--- What you should do ---
Which lines of the entries below contain the string "outline"? Return each such line in full, matching case exactly.

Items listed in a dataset
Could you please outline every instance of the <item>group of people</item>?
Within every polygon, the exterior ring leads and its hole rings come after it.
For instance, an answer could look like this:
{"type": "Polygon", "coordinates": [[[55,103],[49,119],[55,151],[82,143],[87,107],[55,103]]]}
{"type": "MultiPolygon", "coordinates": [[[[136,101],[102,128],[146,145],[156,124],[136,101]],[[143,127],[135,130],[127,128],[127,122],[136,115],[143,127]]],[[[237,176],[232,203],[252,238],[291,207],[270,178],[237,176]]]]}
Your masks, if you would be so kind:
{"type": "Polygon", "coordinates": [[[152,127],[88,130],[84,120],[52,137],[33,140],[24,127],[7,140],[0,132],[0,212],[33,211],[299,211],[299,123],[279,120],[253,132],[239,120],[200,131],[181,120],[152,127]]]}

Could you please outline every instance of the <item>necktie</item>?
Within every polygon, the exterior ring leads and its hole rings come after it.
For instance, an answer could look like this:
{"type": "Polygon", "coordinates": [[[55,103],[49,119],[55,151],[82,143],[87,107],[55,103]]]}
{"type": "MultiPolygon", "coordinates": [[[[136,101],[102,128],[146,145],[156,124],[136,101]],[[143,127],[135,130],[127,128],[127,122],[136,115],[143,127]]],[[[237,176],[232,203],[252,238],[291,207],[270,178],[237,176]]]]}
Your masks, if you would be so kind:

==

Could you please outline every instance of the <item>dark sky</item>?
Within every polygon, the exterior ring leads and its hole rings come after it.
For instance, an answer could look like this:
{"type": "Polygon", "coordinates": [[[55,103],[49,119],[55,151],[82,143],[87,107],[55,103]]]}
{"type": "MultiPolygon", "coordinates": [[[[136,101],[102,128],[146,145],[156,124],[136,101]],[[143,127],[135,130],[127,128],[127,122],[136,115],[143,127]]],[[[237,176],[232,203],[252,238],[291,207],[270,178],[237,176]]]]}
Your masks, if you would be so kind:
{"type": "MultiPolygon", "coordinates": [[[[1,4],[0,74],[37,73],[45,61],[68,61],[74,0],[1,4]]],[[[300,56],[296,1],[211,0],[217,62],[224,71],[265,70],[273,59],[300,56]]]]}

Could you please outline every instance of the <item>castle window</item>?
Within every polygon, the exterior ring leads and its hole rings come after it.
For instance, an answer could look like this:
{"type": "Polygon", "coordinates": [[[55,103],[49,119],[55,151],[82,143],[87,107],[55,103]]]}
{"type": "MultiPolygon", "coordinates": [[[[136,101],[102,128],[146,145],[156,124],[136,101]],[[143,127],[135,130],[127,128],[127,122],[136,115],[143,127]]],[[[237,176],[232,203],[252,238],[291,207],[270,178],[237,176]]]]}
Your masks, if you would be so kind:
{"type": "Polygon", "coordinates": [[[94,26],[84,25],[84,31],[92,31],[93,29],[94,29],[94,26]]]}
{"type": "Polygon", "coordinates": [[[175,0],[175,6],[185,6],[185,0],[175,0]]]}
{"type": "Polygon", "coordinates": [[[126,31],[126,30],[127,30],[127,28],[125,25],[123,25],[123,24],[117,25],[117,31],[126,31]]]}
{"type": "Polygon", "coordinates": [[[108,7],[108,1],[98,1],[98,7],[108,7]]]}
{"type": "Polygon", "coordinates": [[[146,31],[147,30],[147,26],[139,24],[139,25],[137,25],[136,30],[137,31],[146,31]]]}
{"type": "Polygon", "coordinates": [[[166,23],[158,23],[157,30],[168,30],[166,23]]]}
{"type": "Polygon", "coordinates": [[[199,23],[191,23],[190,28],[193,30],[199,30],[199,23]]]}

--- Output below ---
Could you please outline every instance of the <item>group of people</item>?
Could you please outline every instance of the <item>necktie</item>?
Could you please outline every instance of the <item>dark sky</item>?
Could you please outline every instance of the <item>castle window</item>?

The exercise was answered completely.